[SOURCE]
[START]
BRIEF DESCRIPTION OF THE DRAWINGS

The present systems and methods for controllable trajectory generation using neural network models are described in detail below with reference to the attached drawing figures, wherein:



FIG. 1 is a block diagram of an example system that implements generating tokens for traffic modeling for training/updating transformer models, in accordance with some embodiments of the present disclosure;



FIG. 2A illustrates example diagrams showing how tokens can be selected to closely model agent actions based at least on stored trajectories, in accordance with some embodiments of the present disclosure;



FIG. 2B illustrates example plots showing representations of tokens generated to model agent actions using the techniques shown in FIG. 2A, in accordance with some embodiments of the present disclosure;



FIG. 3 is a block diagram of an example transformer model used to generate actions for simulated agents, in accordance with some embodiments of the present disclosure;



FIG. 4 depicts example plots showing trajectories of agents in a simulation generated according to the techniques described herein, in accordance with some embodiments of the present disclosure;



FIG. 5 is a flow diagram of an example of a method for generating tokens for traffic modeling for training/updating transformer models, in accordance with some embodiments of the present disclosure;



FIG. 6 is a block diagram of an example content streaming system suitable for use in implementing some embodiments of the present disclosure;



FIG. 7 is a block diagram of an example computing device suitable for use in implementing some embodiments of the present disclosure; and



FIG. 8 is a block diagram of an example data center suitable for use in implementing some embodiments of the present disclosure.





DETAILED DESCRIPTION

This disclosure relates to systems and methods for implementing tokenized traffic modeling using a transformer model. Traditional approaches to traffic modeling involve using machine-learning models such as conditional variational autoencoders (VAEs) or generative adversarial networks (GANs), or beam-searching in connection with discrete actions, to simulate movement of agents (e.g., vehicles, cyclists, pedestrians, etc.). However, conventional approaches to traffic modeling suffer from a lack of realism and poor scalability, resulting in subpar simulation performance. For example, approaches relying on VAEs are not optimized on log-likelihood, and therefore suffer from a lack of realism, while beam-search approaches lack scalability and suffer from poor performance as the number of agents being simulated increases.


The systems and methods described herein provide techniques for tokenized traffic modeling, in which trajectories are “tokenized” to train/update a transformer model to produce possible new positions and/or headings for multiple simulated agents. The transformer model, which may include an encoder-decoder transformer model (e.g., comprising one or more encoders in communication with at least one decoder), can be trained/updated to simulate traffic movements of different agents over time. The tokens generated according to the present techniques may include a fixed number of possible actions can be performed by a given actor in a single timestep of a traffic simulation. The tokens can represent a motion “vocabulary” which can be used to model sequences of actions (e.g., a trajectory) for different types of agents in the simulation.
[END]
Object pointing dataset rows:
[START]
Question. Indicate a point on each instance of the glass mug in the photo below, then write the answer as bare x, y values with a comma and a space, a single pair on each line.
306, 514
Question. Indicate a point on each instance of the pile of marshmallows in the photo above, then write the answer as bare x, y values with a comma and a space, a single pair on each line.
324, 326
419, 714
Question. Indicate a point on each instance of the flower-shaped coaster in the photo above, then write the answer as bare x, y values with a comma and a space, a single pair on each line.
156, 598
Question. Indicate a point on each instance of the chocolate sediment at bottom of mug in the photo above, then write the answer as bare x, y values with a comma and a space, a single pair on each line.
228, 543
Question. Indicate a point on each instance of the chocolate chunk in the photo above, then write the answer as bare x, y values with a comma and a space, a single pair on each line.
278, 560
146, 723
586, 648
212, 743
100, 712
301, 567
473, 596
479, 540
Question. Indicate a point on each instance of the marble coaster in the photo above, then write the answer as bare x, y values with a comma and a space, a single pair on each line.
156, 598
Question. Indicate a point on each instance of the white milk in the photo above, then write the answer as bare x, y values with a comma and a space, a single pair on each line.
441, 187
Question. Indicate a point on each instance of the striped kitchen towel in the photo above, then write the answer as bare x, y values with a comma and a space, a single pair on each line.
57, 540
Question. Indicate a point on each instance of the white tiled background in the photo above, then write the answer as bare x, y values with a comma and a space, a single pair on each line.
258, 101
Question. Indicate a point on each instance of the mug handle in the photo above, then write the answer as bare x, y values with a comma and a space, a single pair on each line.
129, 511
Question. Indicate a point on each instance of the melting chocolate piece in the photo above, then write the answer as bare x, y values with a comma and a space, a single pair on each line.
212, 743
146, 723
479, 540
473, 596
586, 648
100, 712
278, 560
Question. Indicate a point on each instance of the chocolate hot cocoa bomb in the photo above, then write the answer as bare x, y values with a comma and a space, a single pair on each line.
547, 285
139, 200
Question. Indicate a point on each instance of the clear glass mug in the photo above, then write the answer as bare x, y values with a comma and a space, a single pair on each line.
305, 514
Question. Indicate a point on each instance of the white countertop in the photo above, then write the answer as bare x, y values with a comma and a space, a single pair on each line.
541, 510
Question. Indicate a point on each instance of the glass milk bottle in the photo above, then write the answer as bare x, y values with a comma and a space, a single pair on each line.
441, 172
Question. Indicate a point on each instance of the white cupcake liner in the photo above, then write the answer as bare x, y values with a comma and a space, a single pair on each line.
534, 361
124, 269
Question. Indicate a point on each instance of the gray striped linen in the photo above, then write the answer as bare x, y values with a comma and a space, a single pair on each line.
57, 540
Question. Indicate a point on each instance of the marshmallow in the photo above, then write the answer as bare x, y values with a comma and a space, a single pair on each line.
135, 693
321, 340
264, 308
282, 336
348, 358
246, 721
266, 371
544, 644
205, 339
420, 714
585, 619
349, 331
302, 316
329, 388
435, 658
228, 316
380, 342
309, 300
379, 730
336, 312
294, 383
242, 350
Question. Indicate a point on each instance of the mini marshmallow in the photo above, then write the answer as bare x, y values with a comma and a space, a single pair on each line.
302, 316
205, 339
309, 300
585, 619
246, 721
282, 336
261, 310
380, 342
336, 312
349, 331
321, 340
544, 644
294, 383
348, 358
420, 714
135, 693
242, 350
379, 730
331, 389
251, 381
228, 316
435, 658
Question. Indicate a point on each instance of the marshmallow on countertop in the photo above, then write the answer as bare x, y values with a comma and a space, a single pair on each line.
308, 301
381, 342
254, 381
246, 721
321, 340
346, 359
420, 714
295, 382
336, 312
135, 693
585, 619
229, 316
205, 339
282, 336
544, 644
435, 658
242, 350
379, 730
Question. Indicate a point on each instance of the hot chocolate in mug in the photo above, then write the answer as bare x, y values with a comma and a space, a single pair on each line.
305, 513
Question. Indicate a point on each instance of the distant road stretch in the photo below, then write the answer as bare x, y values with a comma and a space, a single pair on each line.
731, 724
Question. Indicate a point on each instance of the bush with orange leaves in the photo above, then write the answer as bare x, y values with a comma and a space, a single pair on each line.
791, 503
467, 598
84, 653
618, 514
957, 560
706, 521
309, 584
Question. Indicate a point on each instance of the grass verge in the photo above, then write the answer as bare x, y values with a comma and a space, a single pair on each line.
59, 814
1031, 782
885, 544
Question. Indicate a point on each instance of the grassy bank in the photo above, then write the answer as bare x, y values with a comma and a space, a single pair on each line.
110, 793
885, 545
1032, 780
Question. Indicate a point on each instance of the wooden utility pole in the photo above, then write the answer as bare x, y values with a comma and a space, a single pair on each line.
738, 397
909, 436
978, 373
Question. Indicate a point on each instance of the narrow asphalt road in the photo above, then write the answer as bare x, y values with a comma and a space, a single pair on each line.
[END]
[WHAT YOU HAVE TO DO] Can you condense the paragraph of the traffic-modeling text that begins "This disclosure relates to" into a short bulleted list that keeps its main facts? The listing was taken from a separate source.

[RESULT OF THIS TASK]
- The disclosure covers systems and methods for tokenized traffic modeling using a transformer model.
- Traditional approaches simulate the movement of agents such as vehicles, cyclists and pedestrians. They use conditional variational autoencoders (VAEs), generative adversarial networks (GANs) or beam search over discrete actions.
- These conventional approaches lack realism and scale poorly, which leads to subpar simulation performance.
- VAE-based approaches are not optimized on log-likelihood, so they lack realism.
- Beam-search approaches lack scalability and perform poorly as the number of simulated agents increases.